Extracted data:

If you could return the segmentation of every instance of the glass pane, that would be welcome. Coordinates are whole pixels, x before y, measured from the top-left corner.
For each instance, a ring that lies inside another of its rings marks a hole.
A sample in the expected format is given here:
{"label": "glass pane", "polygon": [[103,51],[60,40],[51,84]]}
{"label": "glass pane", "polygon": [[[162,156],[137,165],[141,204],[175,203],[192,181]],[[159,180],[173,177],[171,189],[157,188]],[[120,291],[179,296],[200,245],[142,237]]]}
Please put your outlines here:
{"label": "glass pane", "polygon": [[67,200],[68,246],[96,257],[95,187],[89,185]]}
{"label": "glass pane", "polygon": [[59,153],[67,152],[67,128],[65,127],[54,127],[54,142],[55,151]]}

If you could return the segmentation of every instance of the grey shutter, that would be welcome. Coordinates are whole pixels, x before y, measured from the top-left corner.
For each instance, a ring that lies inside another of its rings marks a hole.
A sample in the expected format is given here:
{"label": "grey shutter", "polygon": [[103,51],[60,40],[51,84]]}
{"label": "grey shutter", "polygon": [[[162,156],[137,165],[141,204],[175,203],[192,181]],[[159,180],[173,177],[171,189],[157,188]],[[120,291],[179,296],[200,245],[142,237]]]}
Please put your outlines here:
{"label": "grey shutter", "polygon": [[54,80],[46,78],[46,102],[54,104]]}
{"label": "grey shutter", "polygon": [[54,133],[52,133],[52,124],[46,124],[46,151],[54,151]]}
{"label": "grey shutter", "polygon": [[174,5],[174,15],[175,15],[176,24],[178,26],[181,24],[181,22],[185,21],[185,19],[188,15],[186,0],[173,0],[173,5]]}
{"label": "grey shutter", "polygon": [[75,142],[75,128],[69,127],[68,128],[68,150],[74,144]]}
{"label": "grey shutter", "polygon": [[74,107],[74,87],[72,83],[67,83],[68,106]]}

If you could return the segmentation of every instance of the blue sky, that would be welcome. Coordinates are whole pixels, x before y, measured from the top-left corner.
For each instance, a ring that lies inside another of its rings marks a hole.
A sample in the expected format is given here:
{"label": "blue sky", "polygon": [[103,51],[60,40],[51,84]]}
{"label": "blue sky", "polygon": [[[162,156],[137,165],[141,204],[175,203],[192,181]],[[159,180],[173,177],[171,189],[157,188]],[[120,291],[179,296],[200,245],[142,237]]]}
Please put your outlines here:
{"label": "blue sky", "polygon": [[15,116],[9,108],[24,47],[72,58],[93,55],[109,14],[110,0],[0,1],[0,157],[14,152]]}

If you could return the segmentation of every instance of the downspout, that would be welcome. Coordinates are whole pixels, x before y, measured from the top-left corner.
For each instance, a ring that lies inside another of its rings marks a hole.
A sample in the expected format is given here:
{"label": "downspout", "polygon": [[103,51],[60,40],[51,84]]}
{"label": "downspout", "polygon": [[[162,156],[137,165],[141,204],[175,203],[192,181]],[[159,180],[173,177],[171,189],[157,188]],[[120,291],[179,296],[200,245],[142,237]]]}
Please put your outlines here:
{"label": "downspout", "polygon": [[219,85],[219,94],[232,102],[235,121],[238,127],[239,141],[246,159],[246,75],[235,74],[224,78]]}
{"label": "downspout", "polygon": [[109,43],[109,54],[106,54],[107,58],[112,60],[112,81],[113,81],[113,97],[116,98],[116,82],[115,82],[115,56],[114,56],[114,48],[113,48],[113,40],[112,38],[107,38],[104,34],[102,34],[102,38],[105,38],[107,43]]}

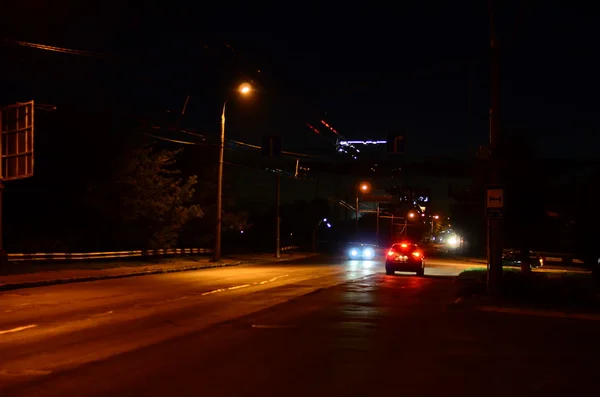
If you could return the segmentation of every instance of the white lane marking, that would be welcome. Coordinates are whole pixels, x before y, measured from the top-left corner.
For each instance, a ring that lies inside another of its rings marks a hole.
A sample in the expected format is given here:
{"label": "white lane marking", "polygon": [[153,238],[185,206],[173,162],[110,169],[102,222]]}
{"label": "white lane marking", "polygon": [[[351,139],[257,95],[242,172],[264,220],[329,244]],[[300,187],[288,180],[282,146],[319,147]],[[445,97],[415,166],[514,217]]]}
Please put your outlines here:
{"label": "white lane marking", "polygon": [[34,328],[34,327],[37,327],[37,324],[30,324],[30,325],[25,325],[23,327],[17,327],[17,328],[13,328],[13,329],[7,329],[4,331],[0,331],[0,335],[10,334],[12,332],[25,331],[26,329]]}
{"label": "white lane marking", "polygon": [[212,291],[208,291],[208,292],[204,292],[202,294],[202,296],[204,295],[210,295],[210,294],[216,294],[217,292],[222,292],[222,291],[226,291],[225,289],[219,288],[219,289],[214,289]]}
{"label": "white lane marking", "polygon": [[273,278],[272,278],[272,279],[270,279],[270,280],[261,281],[260,283],[259,283],[259,282],[256,282],[256,283],[252,283],[252,284],[236,285],[236,286],[234,286],[234,287],[229,287],[229,288],[219,288],[219,289],[214,289],[214,290],[212,290],[212,291],[203,292],[203,293],[201,294],[201,296],[212,295],[212,294],[216,294],[217,292],[231,291],[231,290],[234,290],[234,289],[239,289],[239,288],[251,287],[251,286],[253,286],[253,285],[263,285],[263,284],[266,284],[266,283],[272,283],[273,281],[275,281],[275,280],[277,280],[277,279],[280,279],[280,278],[282,278],[282,277],[287,277],[287,276],[289,276],[289,274],[284,274],[283,276],[277,276],[277,277],[273,277]]}
{"label": "white lane marking", "polygon": [[232,289],[238,289],[238,288],[245,288],[245,287],[249,287],[251,284],[244,284],[244,285],[236,285],[235,287],[229,287],[227,289],[232,290]]}

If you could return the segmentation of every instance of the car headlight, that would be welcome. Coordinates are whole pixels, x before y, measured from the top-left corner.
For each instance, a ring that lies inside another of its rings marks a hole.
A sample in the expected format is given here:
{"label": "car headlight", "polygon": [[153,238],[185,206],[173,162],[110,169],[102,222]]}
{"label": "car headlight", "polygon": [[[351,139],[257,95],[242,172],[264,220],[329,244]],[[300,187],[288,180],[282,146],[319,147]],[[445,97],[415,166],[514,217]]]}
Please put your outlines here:
{"label": "car headlight", "polygon": [[372,259],[375,256],[375,250],[373,248],[365,248],[363,256],[365,259]]}

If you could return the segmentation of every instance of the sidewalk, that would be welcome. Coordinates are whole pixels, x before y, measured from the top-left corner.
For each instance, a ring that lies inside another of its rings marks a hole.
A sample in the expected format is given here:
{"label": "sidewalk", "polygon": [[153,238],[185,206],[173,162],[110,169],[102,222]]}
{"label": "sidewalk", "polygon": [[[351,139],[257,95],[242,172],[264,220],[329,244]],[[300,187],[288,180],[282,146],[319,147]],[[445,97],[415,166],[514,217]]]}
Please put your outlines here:
{"label": "sidewalk", "polygon": [[[293,259],[302,259],[314,254],[293,252],[282,253],[279,259],[273,254],[245,254],[223,258],[219,263],[210,261],[210,257],[178,257],[163,260],[116,261],[116,262],[76,262],[59,264],[11,264],[0,275],[0,291],[20,288],[41,287],[85,281],[107,280],[144,276],[151,274],[173,273],[215,267],[238,266],[245,263],[274,263]],[[8,274],[6,274],[8,273]]]}

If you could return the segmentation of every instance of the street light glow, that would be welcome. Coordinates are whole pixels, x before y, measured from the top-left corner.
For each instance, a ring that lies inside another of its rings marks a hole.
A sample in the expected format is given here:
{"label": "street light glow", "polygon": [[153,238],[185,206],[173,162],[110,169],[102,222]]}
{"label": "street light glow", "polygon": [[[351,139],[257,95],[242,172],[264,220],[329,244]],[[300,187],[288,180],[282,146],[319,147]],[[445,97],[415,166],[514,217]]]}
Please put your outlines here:
{"label": "street light glow", "polygon": [[244,94],[244,95],[249,94],[250,91],[252,91],[252,86],[248,83],[242,83],[242,84],[240,84],[239,91],[241,94]]}

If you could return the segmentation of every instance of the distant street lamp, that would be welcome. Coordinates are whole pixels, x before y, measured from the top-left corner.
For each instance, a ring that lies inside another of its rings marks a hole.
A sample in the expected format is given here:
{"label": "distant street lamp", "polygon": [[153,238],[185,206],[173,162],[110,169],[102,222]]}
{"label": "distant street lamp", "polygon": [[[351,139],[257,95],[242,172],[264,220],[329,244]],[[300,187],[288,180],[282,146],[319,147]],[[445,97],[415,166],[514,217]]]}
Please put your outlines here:
{"label": "distant street lamp", "polygon": [[[237,91],[242,95],[248,95],[252,86],[248,83],[241,84]],[[225,108],[227,99],[223,102],[221,112],[221,145],[219,147],[219,171],[217,173],[217,220],[215,225],[215,248],[213,250],[213,262],[221,260],[221,228],[223,225],[223,157],[225,154]]]}
{"label": "distant street lamp", "polygon": [[313,230],[313,252],[317,252],[317,233],[319,231],[319,226],[321,226],[322,223],[325,223],[327,227],[331,229],[331,223],[327,222],[327,218],[323,218],[317,222],[317,225]]}
{"label": "distant street lamp", "polygon": [[440,219],[439,215],[434,215],[433,219],[431,220],[431,235],[433,236],[433,229],[434,229],[434,225],[435,225],[435,221]]}
{"label": "distant street lamp", "polygon": [[359,193],[369,193],[371,191],[371,184],[369,182],[361,182],[358,185],[358,189],[356,189],[356,237],[358,238],[358,215],[359,215],[359,209],[358,209],[358,194]]}

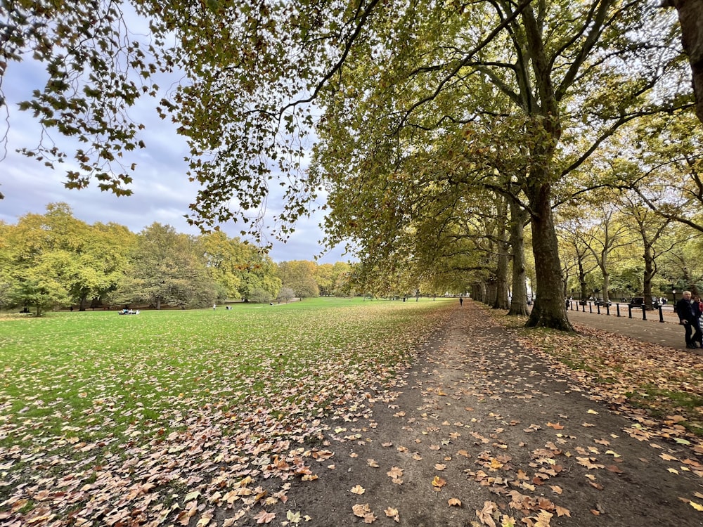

Your goal:
Count the lines in the data above that contain the string "pane", matching case exactly, and reply with the number alone.

Final result:
5